**INPUT ROWS**.
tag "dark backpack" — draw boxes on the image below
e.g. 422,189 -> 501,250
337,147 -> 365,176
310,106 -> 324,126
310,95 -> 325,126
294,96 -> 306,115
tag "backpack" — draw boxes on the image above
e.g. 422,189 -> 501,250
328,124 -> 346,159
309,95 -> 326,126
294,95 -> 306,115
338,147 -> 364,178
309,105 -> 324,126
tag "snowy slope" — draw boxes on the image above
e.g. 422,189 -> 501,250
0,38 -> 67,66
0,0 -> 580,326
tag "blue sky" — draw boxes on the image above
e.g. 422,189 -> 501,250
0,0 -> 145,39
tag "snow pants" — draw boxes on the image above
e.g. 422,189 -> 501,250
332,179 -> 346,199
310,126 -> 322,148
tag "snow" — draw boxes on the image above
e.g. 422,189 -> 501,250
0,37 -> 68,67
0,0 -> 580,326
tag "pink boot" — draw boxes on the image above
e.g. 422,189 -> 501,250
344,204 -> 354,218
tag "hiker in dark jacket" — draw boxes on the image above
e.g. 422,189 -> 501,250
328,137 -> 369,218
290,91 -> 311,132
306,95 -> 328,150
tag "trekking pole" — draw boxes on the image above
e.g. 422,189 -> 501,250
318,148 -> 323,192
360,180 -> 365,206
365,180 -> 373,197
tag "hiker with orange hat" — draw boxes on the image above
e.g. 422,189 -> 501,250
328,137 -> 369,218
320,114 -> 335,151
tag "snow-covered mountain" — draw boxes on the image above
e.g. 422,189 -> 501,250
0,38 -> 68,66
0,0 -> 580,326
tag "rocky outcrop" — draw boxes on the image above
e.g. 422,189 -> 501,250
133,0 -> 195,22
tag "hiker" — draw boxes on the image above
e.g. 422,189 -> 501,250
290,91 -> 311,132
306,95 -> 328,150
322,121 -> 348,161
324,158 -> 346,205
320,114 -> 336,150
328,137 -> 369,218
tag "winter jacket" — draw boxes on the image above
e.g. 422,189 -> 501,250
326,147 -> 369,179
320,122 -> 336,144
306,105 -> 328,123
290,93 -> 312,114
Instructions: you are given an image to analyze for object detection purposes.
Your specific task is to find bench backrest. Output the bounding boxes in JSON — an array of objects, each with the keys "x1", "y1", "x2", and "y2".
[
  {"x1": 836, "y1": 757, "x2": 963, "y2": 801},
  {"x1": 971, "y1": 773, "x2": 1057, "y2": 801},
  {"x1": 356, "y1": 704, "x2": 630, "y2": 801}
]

**DIRECTIONS FOR THIS TASK**.
Extract every line of the items above that contains the string "with". Treat the match as case-sensitive.

**RESULT OF THIS EXERCISE**.
tag "hiker with orange hat" — draw boxes on the image above
Your specific task is to find bench backrest. Output the bounding boxes in JSON — an array of objects, each with the keys "x1", "y1", "x2", and "y2".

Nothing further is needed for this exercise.